Problem
Return each line of the records below that contains the string "structure", copied without changes.

Source data
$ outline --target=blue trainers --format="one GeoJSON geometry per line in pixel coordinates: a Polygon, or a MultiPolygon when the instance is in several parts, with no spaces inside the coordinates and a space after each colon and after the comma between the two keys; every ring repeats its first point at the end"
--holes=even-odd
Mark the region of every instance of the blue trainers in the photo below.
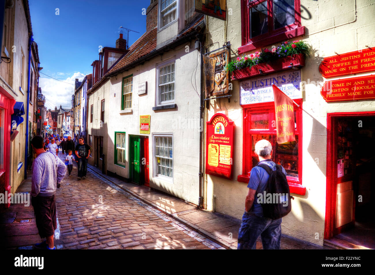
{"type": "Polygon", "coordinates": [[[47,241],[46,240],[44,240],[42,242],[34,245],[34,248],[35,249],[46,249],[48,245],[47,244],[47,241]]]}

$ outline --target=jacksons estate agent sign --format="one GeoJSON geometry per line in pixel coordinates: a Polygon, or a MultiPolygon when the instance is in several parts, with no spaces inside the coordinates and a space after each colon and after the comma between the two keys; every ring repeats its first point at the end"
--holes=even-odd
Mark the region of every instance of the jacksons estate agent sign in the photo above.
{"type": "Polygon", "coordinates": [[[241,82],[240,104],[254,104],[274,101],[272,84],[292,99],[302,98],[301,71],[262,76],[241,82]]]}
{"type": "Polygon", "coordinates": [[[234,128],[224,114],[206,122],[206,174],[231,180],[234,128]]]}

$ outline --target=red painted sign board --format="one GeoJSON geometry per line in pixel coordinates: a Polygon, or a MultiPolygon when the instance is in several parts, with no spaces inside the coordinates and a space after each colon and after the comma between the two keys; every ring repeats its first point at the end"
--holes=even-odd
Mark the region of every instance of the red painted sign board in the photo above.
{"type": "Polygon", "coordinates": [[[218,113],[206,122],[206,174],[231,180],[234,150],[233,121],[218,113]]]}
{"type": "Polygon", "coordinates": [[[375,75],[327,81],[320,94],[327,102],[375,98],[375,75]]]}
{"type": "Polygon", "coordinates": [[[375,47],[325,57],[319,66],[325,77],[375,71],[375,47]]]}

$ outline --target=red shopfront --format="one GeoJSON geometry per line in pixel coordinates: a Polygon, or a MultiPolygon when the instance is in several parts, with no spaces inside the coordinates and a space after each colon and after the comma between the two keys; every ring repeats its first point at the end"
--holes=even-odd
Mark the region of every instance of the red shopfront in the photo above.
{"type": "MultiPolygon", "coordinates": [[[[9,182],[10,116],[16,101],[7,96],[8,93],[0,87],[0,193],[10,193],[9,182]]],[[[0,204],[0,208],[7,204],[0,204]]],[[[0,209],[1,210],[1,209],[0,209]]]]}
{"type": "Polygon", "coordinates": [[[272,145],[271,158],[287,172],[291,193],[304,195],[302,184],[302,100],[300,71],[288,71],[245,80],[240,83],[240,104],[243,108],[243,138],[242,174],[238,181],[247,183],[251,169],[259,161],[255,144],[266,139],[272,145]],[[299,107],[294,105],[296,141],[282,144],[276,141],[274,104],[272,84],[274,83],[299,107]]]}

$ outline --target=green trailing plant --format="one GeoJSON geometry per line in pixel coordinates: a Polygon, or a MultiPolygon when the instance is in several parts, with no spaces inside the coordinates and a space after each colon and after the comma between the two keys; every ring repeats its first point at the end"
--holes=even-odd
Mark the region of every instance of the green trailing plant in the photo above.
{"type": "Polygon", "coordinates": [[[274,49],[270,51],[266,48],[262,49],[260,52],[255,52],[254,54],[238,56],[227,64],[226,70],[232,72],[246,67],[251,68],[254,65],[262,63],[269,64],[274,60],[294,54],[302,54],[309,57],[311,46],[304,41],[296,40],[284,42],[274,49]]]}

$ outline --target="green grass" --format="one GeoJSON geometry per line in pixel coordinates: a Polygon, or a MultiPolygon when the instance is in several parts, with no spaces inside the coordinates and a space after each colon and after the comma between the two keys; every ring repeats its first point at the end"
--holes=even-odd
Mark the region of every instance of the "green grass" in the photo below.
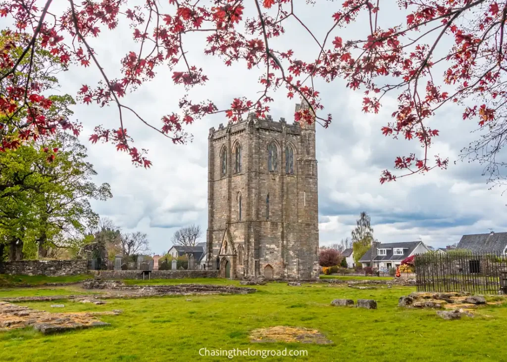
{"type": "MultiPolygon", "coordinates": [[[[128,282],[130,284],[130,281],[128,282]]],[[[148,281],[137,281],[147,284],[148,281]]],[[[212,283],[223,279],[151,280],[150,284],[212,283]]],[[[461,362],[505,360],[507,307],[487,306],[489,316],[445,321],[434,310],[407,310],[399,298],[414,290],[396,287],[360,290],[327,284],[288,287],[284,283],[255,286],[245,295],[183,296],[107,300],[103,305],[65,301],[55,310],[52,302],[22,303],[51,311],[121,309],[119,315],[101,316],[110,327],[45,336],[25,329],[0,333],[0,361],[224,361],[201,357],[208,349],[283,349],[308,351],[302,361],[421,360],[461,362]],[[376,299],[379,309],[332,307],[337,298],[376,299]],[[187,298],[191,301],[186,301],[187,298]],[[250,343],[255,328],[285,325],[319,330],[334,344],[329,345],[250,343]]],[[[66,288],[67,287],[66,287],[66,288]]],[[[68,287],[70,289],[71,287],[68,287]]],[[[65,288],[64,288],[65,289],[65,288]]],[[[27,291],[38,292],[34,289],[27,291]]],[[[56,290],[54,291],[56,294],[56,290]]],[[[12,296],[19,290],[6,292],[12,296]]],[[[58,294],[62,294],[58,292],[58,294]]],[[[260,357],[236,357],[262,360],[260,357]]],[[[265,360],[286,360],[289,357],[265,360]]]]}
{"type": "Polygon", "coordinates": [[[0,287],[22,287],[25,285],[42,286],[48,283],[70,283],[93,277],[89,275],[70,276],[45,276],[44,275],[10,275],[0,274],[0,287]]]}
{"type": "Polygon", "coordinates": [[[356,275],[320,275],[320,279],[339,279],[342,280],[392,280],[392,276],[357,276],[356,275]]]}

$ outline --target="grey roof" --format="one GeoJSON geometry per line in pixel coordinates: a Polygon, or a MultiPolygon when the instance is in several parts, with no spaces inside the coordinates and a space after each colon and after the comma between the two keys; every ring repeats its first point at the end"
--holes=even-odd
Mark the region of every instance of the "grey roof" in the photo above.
* * *
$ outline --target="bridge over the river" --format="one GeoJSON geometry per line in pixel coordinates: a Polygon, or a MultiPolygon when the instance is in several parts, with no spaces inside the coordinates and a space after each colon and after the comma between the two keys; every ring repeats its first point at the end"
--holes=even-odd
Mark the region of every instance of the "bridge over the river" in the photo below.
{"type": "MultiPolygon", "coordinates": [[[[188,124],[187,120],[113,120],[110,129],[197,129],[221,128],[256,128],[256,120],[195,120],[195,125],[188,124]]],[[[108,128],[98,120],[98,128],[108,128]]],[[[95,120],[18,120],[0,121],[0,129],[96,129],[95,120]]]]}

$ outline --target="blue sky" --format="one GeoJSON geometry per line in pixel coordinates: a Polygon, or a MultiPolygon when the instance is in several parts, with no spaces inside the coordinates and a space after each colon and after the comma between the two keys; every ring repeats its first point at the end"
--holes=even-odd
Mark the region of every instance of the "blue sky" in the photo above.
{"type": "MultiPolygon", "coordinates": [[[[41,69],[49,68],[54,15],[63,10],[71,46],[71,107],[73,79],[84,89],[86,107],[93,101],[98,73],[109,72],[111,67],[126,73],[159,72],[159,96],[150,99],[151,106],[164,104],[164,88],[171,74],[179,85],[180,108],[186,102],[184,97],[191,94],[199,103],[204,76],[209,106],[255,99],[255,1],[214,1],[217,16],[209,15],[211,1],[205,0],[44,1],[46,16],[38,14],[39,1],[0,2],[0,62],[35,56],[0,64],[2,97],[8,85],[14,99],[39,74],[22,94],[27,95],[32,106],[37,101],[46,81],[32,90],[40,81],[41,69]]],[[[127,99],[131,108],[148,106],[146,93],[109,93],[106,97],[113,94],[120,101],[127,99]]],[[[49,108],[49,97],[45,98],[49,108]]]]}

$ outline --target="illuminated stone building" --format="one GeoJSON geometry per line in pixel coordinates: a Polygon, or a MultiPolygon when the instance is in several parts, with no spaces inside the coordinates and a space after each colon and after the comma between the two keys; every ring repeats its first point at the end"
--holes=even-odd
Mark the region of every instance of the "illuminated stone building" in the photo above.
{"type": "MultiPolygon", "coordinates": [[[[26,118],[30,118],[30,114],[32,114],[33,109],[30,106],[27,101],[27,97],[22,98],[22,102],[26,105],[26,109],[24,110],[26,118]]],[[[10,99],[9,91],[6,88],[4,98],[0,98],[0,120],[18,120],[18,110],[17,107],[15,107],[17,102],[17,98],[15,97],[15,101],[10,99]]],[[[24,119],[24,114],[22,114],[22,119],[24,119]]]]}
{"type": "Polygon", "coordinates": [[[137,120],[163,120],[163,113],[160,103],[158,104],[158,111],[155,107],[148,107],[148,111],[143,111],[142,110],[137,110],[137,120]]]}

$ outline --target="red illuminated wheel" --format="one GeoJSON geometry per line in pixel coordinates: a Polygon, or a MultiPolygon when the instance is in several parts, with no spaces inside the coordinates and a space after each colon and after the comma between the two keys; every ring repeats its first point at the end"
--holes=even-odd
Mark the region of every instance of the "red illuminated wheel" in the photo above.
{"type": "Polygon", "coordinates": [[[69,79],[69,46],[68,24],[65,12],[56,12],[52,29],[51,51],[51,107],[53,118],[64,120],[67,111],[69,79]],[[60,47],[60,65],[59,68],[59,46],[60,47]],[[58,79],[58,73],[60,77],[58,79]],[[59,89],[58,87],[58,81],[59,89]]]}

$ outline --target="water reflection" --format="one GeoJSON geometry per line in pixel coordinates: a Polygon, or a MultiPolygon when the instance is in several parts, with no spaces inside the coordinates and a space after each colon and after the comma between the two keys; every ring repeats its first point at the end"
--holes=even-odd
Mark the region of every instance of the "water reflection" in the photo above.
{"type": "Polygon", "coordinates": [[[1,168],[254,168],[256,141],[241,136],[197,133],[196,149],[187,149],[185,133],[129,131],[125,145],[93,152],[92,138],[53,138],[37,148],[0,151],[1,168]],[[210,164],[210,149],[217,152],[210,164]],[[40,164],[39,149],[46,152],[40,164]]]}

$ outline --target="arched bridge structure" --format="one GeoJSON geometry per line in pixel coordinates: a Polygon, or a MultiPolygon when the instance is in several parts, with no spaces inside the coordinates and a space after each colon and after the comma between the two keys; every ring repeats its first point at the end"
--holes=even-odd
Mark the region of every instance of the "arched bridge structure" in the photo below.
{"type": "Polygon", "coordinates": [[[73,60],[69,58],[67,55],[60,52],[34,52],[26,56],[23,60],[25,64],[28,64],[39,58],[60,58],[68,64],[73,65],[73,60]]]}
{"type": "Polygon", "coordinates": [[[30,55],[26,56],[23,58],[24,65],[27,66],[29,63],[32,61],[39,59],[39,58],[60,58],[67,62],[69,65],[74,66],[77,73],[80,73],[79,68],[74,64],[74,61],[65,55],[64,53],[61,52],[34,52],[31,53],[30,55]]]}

Finished exercise
$ outline --target="arched bridge structure" --format="one GeoJSON geometry per line in pixel coordinates: a Polygon, or a MultiPolygon when the instance is in several parts, with no spaces inside the coordinates and a space after each colon and after the comma between the two keys; every ring repeats its first point at the end"
Mark the region of every instance of the "arched bridge structure" in the photo below.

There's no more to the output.